# Material to process:

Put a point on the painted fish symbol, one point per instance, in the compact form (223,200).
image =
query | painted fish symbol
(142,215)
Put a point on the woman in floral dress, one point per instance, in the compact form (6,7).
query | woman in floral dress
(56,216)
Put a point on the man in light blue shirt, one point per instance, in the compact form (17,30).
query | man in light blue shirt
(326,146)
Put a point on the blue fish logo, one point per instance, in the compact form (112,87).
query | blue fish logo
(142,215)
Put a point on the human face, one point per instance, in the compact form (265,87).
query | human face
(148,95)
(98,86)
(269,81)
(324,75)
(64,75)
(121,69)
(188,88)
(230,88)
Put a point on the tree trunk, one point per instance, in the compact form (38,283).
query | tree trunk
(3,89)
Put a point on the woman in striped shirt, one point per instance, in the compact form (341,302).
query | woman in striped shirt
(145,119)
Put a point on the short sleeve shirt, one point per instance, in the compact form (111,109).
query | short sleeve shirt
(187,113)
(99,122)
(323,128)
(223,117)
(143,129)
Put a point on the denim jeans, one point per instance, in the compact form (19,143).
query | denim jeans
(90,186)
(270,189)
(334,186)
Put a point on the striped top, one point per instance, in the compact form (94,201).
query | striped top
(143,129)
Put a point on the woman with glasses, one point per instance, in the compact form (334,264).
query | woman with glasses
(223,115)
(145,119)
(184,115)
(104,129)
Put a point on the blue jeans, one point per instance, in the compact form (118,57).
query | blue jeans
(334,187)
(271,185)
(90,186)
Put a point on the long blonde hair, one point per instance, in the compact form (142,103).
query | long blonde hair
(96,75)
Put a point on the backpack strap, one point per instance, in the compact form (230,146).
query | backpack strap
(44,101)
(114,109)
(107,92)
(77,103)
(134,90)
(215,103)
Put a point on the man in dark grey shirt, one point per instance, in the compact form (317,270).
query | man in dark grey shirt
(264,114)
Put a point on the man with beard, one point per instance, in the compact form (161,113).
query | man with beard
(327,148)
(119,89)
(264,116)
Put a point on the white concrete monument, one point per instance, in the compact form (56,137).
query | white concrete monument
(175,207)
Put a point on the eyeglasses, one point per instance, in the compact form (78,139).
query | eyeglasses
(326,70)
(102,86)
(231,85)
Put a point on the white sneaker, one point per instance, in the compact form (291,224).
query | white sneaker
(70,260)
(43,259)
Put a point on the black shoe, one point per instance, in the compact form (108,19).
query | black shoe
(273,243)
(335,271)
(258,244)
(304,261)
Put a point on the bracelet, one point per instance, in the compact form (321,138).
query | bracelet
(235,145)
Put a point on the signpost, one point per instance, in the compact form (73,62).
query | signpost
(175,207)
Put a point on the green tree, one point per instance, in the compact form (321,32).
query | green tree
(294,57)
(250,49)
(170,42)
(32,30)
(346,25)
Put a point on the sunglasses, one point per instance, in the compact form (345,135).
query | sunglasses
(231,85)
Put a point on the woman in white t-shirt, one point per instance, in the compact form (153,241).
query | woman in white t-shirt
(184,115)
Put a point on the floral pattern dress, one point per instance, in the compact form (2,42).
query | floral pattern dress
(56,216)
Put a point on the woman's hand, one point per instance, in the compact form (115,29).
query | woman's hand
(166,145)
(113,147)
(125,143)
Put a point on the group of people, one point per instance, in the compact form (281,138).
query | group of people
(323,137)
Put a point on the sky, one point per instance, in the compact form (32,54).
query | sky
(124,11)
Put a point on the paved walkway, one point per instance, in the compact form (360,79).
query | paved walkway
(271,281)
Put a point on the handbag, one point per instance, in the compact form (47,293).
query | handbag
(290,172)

# Work instructions:
Line by line, output the data precisely as shown above.

# Result of this exercise:
Put a point on the painted fish symbol, one point per instance, in the compact form (223,200).
image =
query | painted fish symbol
(142,215)
Put a point on the woman in floral dress, one point per instance, in the compact form (6,7).
query | woman in floral dress
(56,216)
Put a point on the man in light blue shirt, one point per instance, in the compact form (17,30).
query | man in light blue shirt
(326,146)
Put a point on the blue fish logo, one point per instance, in the compact form (112,87).
query | blue fish logo
(142,215)
Put a point on the human face, one point per instance, in the compact form (265,87).
query | human face
(148,95)
(98,86)
(269,81)
(324,75)
(64,75)
(121,69)
(188,88)
(230,88)
Put a point on the tree trunk, one point per instance, in the compact form (38,283).
query | tree trunk
(3,89)
Put a point on the woman in striped shirt, one point per instance, in the compact form (341,302).
query | woman in striped shirt
(145,119)
Put a point on the short sleeve shirt, one point per instance, in the compact form (111,109).
query | short sleeve shirt
(187,113)
(99,122)
(323,128)
(223,117)
(143,129)
Put a point on the denim jeans, one point per instance, in the compact form (19,143).
query | denim jeans
(90,186)
(270,189)
(334,186)
Put a point on the striped top, one point per instance, in the compact form (94,201).
query | striped top
(143,129)
Put a point on the woman with glasses, one point per instance, in the compact form (334,264).
query | woman with glasses
(223,115)
(145,119)
(184,115)
(104,129)
Put a point on the blue jeans, one point per instance, in the compact form (118,57).
query | blue jeans
(334,187)
(271,185)
(90,186)
Put a point on the long blonde hair, one point per instance, in the compact form (142,103).
query | long blonde hair
(96,75)
Put a point on the backpack strap, one point per instance, in the compact form (230,146).
query | backpack strap
(44,101)
(114,109)
(107,92)
(77,103)
(134,90)
(215,103)
Put a point on the man in dark grey shirt, one point per instance, in the compact form (317,270).
query | man in dark grey shirt
(264,114)
Put a point on the man with beard, one point per instance, in the compact form (161,113).
query | man with beard
(327,148)
(119,89)
(264,116)
Put a point on the white concrete monument, one point per instance, in the compact form (56,137).
query | white concrete monument
(175,207)
Put a point on the eyeglasses, one point per instance, in the compact form (78,139).
query | eyeglasses
(326,70)
(102,86)
(231,85)
Put a point on the white sneaker, one point per instance, in the compact form (291,224).
query | white sneaker
(70,260)
(43,259)
Put a point on the black shoe, one point per instance, in the compact form (108,19).
query | black shoe
(273,243)
(335,271)
(258,244)
(304,261)
Put a point on the bracelet, one point per instance, in the compact form (321,138).
query | bracelet
(235,145)
Put a point on the signpost, one point per instance, in the compact form (73,62).
query | signpost
(175,207)
Put a point on the green tree, one point per instance, in the compact form (321,32).
query | green tree
(294,57)
(250,49)
(170,42)
(32,30)
(346,25)
Put a point on the sunglasses, one point per instance, in the compact form (345,135).
query | sunglasses
(231,85)
Put a point on the woman in white t-shirt, one point per instance, in the compact form (153,241).
query | woman in white t-shirt
(184,115)
Put a point on the floral pattern dress, one point per instance, in the compact form (2,42).
query | floral pattern dress
(56,216)
Put a point on the woman's hand, one point per instance, in the compact form (115,29).
query | woman's hand
(166,145)
(113,147)
(125,143)
Put a point on the group of people, one point per instance, in the compact form (281,138).
query | group of people
(323,137)
Put a point on the sky, one point per instance, in the compact form (32,54).
query | sky
(124,11)
Put a point on the paved walkway, one point per instance, in the compact form (360,79).
query | paved walkway
(271,281)
Put a point on the handbag, one point per instance, in the compact form (47,293).
query | handbag
(290,172)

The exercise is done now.